WORK INSTRUCTIONS — The response should consist solely of the lines running from the line with "Grounding task — in the screenshot above, find the blue" to the end of the data, retyped exactly.
┌─ DATA FOR REVIEW
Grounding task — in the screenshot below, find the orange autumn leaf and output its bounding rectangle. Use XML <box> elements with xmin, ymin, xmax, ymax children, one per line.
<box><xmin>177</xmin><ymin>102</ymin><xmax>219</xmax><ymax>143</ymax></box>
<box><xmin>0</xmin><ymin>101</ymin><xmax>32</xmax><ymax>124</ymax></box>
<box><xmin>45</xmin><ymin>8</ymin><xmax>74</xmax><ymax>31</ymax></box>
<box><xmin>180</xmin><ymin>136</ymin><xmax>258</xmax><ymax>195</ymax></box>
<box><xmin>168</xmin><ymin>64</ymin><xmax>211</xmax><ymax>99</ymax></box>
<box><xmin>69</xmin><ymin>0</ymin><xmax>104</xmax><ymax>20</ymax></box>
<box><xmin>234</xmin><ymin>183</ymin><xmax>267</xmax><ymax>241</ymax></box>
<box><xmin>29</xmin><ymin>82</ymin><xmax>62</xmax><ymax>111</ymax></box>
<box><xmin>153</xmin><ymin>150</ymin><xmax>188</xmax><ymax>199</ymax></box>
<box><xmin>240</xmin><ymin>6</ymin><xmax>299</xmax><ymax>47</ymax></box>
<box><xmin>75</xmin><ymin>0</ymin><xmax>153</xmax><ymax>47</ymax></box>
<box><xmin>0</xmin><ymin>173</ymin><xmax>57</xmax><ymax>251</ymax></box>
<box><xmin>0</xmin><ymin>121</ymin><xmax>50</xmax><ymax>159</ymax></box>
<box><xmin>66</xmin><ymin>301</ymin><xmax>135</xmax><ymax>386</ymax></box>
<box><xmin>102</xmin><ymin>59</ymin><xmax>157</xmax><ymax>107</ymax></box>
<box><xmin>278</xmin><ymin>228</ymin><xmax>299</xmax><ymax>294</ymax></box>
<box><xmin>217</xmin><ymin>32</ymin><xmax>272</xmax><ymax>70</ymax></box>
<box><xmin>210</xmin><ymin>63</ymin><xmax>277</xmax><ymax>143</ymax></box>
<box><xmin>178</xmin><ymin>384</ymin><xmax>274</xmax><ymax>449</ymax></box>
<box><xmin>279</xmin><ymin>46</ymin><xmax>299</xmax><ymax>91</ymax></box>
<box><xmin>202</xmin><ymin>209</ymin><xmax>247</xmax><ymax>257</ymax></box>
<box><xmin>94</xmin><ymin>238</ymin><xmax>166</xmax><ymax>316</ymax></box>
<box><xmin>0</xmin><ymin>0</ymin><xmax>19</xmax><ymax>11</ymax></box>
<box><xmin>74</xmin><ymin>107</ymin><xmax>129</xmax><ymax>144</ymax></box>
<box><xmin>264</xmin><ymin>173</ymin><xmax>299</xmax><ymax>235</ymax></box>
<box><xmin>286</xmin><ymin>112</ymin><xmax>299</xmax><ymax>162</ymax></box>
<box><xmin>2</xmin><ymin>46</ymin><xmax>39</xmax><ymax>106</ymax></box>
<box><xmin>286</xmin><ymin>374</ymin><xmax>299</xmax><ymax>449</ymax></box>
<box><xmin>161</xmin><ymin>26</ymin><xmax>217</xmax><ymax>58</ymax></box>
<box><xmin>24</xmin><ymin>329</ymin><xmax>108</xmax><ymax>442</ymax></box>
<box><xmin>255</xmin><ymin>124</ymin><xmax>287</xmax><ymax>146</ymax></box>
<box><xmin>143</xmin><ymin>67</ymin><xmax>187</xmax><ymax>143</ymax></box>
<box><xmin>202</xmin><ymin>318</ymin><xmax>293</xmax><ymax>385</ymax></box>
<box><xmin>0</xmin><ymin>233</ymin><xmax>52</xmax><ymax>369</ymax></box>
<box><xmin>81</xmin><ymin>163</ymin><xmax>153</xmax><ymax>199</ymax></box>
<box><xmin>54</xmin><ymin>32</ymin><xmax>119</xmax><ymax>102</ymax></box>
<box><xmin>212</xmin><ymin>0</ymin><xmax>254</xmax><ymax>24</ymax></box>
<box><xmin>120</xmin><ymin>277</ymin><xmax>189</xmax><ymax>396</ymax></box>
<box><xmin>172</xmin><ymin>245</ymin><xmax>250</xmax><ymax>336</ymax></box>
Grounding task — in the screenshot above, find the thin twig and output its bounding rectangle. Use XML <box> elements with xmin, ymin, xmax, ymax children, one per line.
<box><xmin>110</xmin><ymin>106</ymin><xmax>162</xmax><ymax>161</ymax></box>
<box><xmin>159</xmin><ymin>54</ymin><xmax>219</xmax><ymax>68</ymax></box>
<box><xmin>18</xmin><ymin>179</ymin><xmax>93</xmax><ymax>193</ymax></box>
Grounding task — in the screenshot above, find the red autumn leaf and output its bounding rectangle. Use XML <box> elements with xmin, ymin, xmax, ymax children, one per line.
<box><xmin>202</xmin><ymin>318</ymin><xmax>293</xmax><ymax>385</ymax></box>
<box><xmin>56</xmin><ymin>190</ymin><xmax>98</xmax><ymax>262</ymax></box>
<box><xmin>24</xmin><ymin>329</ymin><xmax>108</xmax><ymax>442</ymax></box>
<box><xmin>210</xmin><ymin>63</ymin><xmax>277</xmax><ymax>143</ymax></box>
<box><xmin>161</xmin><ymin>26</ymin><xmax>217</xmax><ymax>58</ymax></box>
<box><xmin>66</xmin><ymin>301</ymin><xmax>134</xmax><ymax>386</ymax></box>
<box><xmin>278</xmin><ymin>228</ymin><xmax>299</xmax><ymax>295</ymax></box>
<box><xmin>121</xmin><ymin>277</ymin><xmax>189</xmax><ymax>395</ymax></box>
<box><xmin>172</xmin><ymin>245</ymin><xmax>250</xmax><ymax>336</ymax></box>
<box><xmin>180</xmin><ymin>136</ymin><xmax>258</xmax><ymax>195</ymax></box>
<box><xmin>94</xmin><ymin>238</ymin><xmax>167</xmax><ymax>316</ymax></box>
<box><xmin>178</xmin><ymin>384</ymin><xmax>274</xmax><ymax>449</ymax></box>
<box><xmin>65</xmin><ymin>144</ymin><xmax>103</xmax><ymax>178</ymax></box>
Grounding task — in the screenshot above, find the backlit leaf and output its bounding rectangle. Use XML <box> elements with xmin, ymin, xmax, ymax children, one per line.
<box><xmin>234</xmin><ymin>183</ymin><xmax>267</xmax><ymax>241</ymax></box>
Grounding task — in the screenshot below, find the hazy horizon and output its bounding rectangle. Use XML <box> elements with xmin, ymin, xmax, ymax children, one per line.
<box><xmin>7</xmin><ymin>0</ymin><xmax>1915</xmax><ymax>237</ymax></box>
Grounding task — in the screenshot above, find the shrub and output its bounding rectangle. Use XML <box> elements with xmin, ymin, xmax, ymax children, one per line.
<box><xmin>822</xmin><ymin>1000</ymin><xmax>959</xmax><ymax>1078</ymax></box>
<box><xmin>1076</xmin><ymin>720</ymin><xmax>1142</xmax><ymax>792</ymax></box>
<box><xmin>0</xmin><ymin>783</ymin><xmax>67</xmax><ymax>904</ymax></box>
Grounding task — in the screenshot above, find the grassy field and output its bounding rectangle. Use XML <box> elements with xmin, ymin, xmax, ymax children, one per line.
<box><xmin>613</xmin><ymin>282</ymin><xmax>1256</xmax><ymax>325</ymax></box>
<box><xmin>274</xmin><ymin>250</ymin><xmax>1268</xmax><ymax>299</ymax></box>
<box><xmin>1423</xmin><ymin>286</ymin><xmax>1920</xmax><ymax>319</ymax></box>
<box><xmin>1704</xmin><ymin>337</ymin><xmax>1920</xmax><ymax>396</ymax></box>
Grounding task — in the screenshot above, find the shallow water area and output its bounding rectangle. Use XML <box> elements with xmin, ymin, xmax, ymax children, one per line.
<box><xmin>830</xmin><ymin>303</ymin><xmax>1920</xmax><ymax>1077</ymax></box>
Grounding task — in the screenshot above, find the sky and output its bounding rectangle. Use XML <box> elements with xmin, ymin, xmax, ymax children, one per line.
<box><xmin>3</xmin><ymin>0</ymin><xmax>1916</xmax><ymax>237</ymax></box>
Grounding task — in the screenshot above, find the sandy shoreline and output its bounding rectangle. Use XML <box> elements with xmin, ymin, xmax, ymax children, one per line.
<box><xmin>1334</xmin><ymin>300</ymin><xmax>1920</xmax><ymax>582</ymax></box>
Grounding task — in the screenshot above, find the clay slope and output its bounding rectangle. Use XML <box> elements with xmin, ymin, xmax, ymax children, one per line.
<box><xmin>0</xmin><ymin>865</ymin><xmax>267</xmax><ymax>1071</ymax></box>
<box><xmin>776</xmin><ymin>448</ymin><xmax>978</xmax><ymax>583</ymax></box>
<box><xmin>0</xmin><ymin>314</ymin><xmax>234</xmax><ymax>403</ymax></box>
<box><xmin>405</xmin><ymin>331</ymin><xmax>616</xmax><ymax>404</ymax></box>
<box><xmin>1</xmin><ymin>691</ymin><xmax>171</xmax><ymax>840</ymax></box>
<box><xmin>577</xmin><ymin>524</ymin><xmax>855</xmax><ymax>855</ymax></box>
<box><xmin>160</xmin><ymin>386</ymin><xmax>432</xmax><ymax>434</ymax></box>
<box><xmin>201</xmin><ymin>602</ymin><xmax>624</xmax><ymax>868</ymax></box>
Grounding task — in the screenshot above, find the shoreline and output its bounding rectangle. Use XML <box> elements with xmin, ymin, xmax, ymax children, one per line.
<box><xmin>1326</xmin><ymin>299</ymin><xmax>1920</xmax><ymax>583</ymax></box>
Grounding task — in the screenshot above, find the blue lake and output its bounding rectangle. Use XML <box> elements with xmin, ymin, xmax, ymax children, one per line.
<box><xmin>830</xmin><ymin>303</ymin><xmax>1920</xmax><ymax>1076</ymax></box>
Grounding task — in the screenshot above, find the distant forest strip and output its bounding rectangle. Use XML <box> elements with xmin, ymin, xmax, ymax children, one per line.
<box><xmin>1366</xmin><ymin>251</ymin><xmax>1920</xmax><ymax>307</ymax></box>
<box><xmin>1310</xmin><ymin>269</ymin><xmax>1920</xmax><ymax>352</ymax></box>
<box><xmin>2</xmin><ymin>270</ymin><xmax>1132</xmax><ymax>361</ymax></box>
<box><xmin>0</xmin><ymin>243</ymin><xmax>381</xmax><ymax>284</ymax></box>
└─
EXERCISE RESULT —
Grounding task — in the screenshot above, find the blue lake and output its bounding rectangle. Use XML <box> elements with xmin, ymin, xmax, ymax children, one per line.
<box><xmin>830</xmin><ymin>303</ymin><xmax>1920</xmax><ymax>1076</ymax></box>
Grounding task — in the screenshot above, find the distant forest strip and output its bounding rectangle. Use XML <box> elements with xmin, ymin, xmax, ymax children, one per line.
<box><xmin>1366</xmin><ymin>251</ymin><xmax>1920</xmax><ymax>307</ymax></box>
<box><xmin>1310</xmin><ymin>269</ymin><xmax>1920</xmax><ymax>352</ymax></box>
<box><xmin>2</xmin><ymin>270</ymin><xmax>1132</xmax><ymax>361</ymax></box>
<box><xmin>0</xmin><ymin>243</ymin><xmax>381</xmax><ymax>284</ymax></box>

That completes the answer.